#### PROBLEM SET
1) Answer these questions from the tree insertion pseudocode:
(a) What message does the algorithm write when NAME matches K(T)?
(b) What value is MARK given at the start of the search for an unbalanced node?
(c) In the initialize step, what is DIRECTION[LEVEL] set to?
2) Pick up the tree insertion pseudocode after its final line and carry it forward.

+++ GIVEN PASSAGE

1. Is this a first insertion?                  

      if  LPTR(HEAD)=HEAD

      then call CREATE_LEAF(NAME, INFO, NEW)

              LPTR(HEAD)=NEW

              return(NEW)

2. Initialize

        LEVEL=0

        DIRECTION[LEVEL]='L'

       PATH[LEVEL]=HEAD

       T=LPTR(HEAD)

3. Continue until found or inserted

       repeat step 4 forever (infinite loop)

4. Compare and insert, if required

           if NAME<K(T)

          then if LPTR(T)/=NULL

                 then LEVEL=LEVEL+1

                         PATH[LEVEL]=T

                         DIRECTION[LEVEL]='L'

                        T=LPTR(T)

                 else call CREARE_ELEMENT(NAME, INFO, NEW)

                        LPTR(T)=NEW

                        LEVEL=LEVEL+1

                        PATH[LEVEL]=T

                        DIRECTION[ LEVEL]='L'

                       exitloop

        else if NAME>K(T)

               then if RPTR/=NULL

                       then LEVEL=LEVEL+1

                              PATH[LEVEL]=T

                              DIRECTION[ LEVEL]='R'

                              T=RPTR(T)

                      else call CREARE_ELEMENT(NAME, INFO, NEW)

                             RPTR(T)=NEW

                            LEVEL=LEVEL+1

                            PATH[LEVEL]=T

                           DIRECTION[ LEVEL]='R'

                           exitloop

                     else (A match; NAME=K(T)

                           write ('ITEM ALREADY THERE')

                           return(NULL)

5. Search for an unbalanced node

         MARK=0

          Repeat for I= LEVEL, LEVEL-1....,1

             P=PATH[I]

             if BI(P)/='B'

             then MARK=1

            exitloop

6. Adjust balance indicators

         repeat for I= MARK+1, MARK+2,.......,LEVEL

               if NAME<K(PATH[I])

               then BI(PATH[I])='L'

                else BI(PATH[I])='R'

7. Is there a critical node?

          if MARK=0

          then return(NEW)

                   D=DIRECTION[MARK]

                  X=PATH[MARK]

                 Y=PATH[MARK+1]

         if  BI(X)/=D

        then (The node was heavy and now becomes balanced)

            BI(X)='B'

       return (NEW)

8. Rebalancing: case 1

        if BI(Y)=D

        then (The node was heavy and now becomes critical)

                 if D='L'

                 then LPTR(X)=RPTR(Y)

                        RPTR(Y)=X

                 else RPTR(X)=LPTR(T)

                        LPTR(Y)=X

                        BI(X)=BI(Y)='B'

                        F=PATH[MARK-1]

                       if X=LPTR(F)

++++++
+++ ENTRIES SUPPLIED

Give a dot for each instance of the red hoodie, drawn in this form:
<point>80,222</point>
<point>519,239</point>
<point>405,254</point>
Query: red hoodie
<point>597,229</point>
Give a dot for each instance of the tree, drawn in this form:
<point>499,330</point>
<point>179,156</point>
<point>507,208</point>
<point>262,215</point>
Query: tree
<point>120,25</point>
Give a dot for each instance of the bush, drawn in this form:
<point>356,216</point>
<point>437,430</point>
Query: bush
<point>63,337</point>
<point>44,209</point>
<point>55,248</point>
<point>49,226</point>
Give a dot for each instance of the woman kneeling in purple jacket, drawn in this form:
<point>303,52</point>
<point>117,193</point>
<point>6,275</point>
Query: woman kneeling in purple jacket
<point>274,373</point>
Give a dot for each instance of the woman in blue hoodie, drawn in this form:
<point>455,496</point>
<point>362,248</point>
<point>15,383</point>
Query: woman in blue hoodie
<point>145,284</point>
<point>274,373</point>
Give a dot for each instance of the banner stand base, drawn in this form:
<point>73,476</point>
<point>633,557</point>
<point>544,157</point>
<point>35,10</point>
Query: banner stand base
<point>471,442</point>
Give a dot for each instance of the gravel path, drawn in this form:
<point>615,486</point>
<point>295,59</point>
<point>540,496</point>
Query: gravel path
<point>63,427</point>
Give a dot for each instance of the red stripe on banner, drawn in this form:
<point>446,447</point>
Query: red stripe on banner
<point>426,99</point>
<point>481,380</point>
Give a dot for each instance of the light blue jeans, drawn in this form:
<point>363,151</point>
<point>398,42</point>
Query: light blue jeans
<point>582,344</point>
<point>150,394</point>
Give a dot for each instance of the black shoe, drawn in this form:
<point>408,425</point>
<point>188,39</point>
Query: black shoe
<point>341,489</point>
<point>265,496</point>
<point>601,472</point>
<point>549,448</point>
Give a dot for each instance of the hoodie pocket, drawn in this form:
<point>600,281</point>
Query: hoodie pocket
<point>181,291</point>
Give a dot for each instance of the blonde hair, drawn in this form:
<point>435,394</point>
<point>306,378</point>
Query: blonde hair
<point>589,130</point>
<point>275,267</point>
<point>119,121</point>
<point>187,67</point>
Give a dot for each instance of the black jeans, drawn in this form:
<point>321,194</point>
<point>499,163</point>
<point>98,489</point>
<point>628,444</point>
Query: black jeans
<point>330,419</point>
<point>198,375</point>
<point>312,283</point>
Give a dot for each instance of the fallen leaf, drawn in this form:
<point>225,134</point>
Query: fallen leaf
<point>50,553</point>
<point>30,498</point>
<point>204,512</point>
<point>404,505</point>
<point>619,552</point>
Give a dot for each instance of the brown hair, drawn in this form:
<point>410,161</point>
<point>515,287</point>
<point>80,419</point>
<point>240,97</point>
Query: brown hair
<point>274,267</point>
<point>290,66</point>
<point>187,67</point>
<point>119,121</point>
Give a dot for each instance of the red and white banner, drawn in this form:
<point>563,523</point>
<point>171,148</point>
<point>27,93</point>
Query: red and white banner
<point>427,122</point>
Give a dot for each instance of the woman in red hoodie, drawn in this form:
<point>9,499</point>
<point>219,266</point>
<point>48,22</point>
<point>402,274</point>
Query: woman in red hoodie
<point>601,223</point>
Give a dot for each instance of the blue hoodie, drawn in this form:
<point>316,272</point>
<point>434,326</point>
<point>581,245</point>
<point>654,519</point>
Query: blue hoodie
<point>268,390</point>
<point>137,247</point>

++++++
+++ ENTRIES SUPPLIED

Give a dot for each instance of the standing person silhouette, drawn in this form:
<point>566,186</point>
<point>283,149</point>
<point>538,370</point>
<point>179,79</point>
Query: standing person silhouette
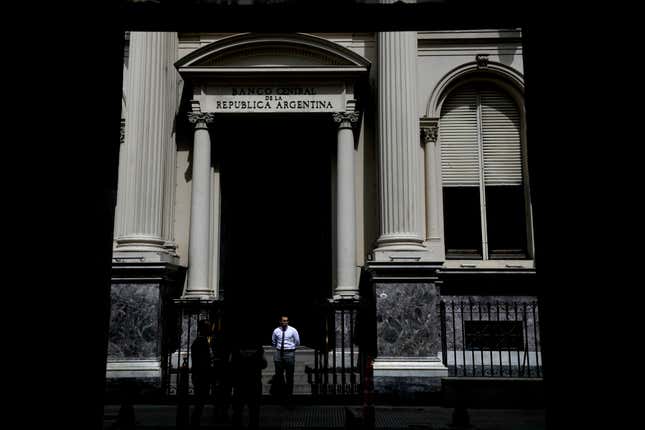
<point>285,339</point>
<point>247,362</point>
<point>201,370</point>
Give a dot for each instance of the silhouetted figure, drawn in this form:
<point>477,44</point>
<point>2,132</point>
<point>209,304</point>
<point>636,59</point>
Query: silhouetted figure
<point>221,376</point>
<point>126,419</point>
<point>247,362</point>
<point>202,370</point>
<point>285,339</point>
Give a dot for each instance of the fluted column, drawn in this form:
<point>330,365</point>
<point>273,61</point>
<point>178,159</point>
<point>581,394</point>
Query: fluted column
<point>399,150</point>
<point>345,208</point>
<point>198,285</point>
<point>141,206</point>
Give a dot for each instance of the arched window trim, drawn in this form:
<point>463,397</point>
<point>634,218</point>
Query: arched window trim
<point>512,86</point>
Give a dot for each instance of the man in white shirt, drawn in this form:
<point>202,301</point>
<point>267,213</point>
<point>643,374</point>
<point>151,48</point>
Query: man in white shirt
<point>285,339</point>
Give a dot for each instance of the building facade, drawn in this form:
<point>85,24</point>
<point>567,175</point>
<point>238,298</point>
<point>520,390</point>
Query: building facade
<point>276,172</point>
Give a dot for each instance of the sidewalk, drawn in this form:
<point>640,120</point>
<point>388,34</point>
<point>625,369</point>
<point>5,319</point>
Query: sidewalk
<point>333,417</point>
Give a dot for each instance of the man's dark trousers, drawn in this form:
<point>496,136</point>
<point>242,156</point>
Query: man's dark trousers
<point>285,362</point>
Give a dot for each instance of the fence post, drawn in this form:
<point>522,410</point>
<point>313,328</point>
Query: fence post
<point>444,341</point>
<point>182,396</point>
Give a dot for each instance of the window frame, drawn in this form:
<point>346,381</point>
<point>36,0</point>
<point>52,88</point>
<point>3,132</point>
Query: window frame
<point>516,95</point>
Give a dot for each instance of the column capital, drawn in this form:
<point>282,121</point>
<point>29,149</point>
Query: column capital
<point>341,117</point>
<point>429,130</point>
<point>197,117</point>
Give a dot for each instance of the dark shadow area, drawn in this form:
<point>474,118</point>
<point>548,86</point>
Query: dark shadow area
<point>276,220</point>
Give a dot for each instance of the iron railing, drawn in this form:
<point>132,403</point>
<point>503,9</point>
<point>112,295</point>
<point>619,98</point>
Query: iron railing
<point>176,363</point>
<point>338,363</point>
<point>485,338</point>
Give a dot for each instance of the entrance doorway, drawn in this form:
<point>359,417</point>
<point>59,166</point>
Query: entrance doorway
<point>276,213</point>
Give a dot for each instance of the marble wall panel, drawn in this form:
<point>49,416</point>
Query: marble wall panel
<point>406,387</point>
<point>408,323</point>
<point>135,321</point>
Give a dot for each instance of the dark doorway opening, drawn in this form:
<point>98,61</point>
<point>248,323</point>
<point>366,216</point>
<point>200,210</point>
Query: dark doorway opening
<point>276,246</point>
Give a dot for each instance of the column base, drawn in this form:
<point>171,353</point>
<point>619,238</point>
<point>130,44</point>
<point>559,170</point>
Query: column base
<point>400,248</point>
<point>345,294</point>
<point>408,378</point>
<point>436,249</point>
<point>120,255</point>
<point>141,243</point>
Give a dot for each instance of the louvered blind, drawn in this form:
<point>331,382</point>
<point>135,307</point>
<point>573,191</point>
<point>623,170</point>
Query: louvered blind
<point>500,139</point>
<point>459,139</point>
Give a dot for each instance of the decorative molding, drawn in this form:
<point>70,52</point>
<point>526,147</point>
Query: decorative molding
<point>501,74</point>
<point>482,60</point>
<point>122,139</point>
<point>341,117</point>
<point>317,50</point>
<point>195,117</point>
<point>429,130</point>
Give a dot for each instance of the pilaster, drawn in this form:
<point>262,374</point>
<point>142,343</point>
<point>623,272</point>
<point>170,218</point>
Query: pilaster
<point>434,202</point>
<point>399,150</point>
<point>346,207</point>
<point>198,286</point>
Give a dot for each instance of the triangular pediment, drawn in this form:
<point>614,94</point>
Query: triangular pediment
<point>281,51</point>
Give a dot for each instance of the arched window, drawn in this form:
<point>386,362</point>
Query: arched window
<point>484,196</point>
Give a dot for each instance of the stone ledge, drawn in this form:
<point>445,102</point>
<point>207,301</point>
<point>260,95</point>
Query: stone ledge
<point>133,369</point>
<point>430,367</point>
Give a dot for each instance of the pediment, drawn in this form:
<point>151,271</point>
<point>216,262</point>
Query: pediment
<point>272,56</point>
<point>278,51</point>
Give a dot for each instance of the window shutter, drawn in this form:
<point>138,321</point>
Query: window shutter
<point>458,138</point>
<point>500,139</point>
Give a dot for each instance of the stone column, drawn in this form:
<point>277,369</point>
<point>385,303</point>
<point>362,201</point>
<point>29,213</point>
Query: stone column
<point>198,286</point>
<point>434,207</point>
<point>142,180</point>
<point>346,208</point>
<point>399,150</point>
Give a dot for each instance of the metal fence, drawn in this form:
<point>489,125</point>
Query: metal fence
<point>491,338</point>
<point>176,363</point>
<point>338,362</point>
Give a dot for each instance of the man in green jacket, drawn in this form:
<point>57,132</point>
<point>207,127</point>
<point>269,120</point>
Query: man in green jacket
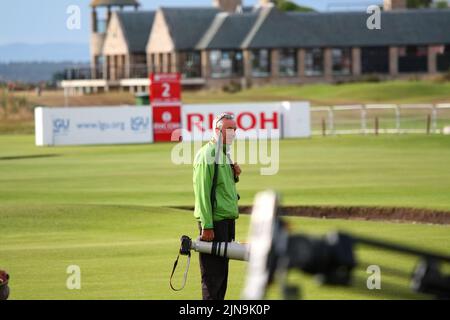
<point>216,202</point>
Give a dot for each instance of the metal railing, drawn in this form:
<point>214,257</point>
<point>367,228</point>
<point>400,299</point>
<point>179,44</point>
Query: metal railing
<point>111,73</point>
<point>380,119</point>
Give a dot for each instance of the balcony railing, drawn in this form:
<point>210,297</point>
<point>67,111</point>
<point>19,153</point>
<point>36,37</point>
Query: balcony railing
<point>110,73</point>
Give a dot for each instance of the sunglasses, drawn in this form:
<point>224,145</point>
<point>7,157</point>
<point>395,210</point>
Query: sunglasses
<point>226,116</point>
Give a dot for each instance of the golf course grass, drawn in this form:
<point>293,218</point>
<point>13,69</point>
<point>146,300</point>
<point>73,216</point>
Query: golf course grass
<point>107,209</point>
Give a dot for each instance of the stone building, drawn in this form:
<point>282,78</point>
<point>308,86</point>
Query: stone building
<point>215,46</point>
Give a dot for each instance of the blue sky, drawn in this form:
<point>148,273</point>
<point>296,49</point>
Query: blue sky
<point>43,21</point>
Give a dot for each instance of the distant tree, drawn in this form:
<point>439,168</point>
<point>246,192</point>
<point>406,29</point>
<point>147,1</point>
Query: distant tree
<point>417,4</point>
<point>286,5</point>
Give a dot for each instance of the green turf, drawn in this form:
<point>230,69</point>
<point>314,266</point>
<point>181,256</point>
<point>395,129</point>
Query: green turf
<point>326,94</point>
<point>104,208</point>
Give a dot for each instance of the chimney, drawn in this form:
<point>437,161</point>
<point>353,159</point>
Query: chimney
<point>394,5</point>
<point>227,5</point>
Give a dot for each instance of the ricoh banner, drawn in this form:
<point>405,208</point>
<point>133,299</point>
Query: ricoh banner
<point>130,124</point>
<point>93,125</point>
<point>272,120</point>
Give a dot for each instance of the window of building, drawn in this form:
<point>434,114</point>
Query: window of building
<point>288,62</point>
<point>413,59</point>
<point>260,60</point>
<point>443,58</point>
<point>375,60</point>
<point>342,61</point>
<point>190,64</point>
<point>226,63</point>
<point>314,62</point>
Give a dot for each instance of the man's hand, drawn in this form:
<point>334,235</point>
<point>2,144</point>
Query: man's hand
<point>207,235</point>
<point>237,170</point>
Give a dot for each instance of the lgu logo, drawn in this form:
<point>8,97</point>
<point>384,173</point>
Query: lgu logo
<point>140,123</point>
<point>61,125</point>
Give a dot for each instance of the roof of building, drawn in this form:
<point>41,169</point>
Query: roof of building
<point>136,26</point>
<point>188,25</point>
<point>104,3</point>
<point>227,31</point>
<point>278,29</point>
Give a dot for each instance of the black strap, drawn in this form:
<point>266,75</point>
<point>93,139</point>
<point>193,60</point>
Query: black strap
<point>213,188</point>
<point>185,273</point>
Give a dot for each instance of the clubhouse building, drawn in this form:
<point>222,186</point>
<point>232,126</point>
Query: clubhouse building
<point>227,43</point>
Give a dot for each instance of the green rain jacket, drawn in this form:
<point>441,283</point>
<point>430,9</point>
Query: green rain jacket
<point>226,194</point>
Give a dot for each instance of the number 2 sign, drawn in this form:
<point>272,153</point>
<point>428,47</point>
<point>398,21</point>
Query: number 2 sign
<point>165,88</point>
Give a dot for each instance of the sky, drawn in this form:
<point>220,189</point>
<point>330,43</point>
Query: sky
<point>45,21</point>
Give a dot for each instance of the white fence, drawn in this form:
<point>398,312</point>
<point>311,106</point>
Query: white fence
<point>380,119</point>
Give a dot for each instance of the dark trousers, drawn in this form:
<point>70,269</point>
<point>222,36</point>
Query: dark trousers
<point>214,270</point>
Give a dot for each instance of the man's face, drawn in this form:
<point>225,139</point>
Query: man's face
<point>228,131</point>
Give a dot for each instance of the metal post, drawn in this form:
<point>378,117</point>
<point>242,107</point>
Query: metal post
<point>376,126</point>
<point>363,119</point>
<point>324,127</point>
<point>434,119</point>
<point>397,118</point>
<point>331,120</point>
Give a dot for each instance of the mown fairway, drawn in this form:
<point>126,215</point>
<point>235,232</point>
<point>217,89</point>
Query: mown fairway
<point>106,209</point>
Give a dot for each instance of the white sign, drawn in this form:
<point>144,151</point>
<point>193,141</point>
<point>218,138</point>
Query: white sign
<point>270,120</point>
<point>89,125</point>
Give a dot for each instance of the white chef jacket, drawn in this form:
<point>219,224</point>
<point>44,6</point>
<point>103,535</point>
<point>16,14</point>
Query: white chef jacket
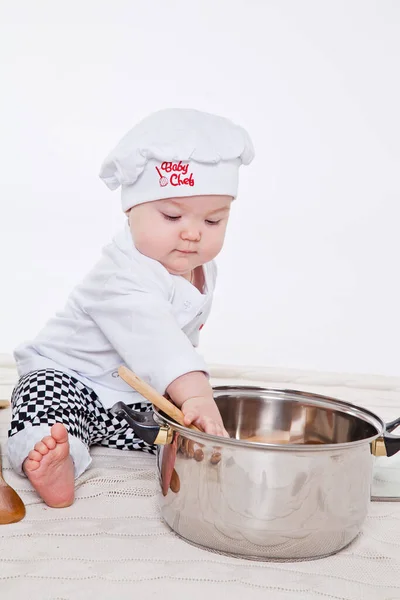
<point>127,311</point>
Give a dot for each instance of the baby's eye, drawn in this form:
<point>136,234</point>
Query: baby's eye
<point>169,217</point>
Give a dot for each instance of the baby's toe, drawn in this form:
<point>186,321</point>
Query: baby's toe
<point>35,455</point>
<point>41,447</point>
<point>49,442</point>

++++++
+++ ENTRIES SUPPLIED

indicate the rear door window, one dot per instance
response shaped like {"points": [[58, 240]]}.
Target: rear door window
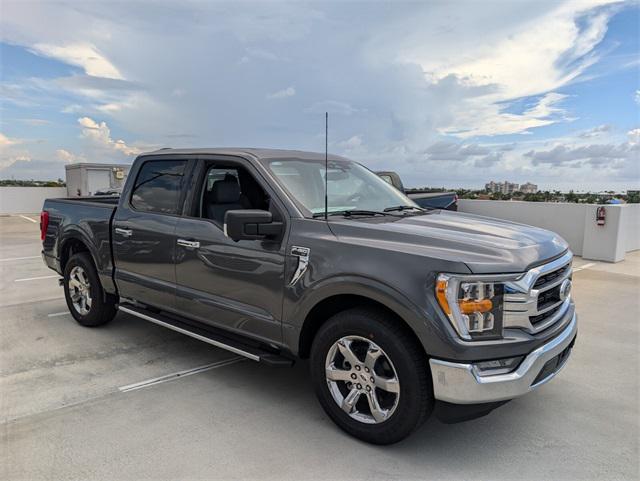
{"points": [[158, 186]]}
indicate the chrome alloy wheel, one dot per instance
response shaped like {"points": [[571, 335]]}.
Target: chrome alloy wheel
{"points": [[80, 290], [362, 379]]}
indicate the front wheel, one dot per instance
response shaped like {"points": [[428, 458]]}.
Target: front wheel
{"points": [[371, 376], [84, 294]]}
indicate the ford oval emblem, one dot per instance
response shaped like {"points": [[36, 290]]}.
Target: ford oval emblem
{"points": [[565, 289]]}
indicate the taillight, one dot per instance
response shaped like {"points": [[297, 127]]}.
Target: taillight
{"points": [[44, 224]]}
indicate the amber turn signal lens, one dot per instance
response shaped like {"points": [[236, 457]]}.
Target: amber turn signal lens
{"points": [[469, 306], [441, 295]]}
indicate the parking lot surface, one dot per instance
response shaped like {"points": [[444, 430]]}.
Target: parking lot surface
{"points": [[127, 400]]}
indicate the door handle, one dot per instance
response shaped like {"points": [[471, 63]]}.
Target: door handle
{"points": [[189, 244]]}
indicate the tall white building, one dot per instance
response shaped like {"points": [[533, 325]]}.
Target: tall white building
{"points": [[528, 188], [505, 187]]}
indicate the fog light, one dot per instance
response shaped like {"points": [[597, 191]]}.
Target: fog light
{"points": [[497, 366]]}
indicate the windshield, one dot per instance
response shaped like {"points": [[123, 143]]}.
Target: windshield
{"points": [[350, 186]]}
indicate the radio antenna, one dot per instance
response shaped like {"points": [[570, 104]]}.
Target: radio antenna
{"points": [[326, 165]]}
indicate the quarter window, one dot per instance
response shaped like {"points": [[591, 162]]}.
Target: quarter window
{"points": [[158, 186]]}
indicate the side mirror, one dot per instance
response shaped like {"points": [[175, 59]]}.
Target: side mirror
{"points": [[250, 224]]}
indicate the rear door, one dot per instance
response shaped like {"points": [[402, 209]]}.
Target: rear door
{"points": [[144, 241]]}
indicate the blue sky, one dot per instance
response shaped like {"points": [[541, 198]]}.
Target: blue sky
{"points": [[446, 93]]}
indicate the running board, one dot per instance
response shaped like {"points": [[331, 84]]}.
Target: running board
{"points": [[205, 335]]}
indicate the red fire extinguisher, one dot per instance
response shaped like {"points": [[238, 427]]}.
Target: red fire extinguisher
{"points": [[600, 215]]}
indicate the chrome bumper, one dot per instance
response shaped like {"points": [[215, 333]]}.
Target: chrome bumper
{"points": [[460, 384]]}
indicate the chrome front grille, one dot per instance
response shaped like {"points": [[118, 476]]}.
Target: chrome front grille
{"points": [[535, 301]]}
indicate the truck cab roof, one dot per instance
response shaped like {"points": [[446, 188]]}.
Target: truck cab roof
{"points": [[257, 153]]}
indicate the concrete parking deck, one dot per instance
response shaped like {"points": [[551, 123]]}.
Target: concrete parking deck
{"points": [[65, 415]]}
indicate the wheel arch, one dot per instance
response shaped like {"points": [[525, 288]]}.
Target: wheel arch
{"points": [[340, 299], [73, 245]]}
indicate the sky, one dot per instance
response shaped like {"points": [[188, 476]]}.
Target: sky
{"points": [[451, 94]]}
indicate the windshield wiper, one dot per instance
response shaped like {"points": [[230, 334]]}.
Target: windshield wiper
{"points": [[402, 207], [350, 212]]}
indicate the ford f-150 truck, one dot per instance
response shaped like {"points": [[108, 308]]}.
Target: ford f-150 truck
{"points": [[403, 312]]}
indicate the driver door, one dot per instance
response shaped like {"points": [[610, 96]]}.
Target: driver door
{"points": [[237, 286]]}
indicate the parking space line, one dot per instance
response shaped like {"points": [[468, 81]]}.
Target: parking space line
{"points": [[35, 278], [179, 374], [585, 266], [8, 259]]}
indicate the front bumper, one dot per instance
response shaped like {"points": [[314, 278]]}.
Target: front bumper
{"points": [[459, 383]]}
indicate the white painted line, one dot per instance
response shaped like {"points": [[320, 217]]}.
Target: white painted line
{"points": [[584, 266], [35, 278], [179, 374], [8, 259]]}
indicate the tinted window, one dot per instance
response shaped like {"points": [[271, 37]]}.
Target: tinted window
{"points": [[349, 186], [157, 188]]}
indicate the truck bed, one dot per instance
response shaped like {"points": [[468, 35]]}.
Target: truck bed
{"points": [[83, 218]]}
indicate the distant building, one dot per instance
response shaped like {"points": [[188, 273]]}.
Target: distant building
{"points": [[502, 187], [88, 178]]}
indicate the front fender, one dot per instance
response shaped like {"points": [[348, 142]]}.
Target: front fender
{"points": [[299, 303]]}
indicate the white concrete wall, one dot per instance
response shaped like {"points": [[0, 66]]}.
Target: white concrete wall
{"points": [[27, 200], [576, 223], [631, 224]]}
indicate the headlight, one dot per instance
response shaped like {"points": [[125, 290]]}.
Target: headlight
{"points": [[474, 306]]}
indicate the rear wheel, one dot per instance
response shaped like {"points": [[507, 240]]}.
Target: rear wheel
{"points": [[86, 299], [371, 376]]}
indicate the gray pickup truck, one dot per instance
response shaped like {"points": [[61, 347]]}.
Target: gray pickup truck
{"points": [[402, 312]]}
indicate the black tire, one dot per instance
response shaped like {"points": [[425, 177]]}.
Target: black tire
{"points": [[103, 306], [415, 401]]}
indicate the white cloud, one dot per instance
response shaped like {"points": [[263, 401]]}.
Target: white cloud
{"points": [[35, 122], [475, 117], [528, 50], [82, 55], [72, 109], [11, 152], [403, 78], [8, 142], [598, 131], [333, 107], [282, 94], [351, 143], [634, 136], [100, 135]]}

++++++

#### ANSWERS TO EACH TASK
1)
(a) 'ITEM ALREADY THERE'
(b) 0
(c) 'L'

2)
                 then LPTR(F)=Y

                else RPTR(F)=Y

                 return (NEW)

9. Rebalancing tree: case 2

     (a) Change structure links

              if D='L'

              then Z=RPTR(Y)

                      RPTR(Y)=LPTR(Z)

                      LPTR(Z)=Y

                      LPTR(X)=RPTR(Z)

                      RPTR(Z)=X

              else Z=LPTR(Y)

                     LPTR(Y)=RPTR(Z)

                     RPTR(Z)=Y

                     RPTR(X)=LPTR(Z)

                    LPTR(Z)=X

                    F=PATH[MARK-1]

             if X=LPTR(F)

            then LPTR(F)=Z

           else RPTR(F)=Z

(b) Change balance indicators

    if BI(Z)=D

    then BI(Y)=BI(Z)='B'

             if D='L'

             then BI(X)='R'

             else BI(X)='L'

     else if BI(Z)='B'

            then if BI(X)=BI(Y)=BI(Z)='B'

            else BI(X)=BI(Z)='B'

                   BI(Y)=D

     return (NEW)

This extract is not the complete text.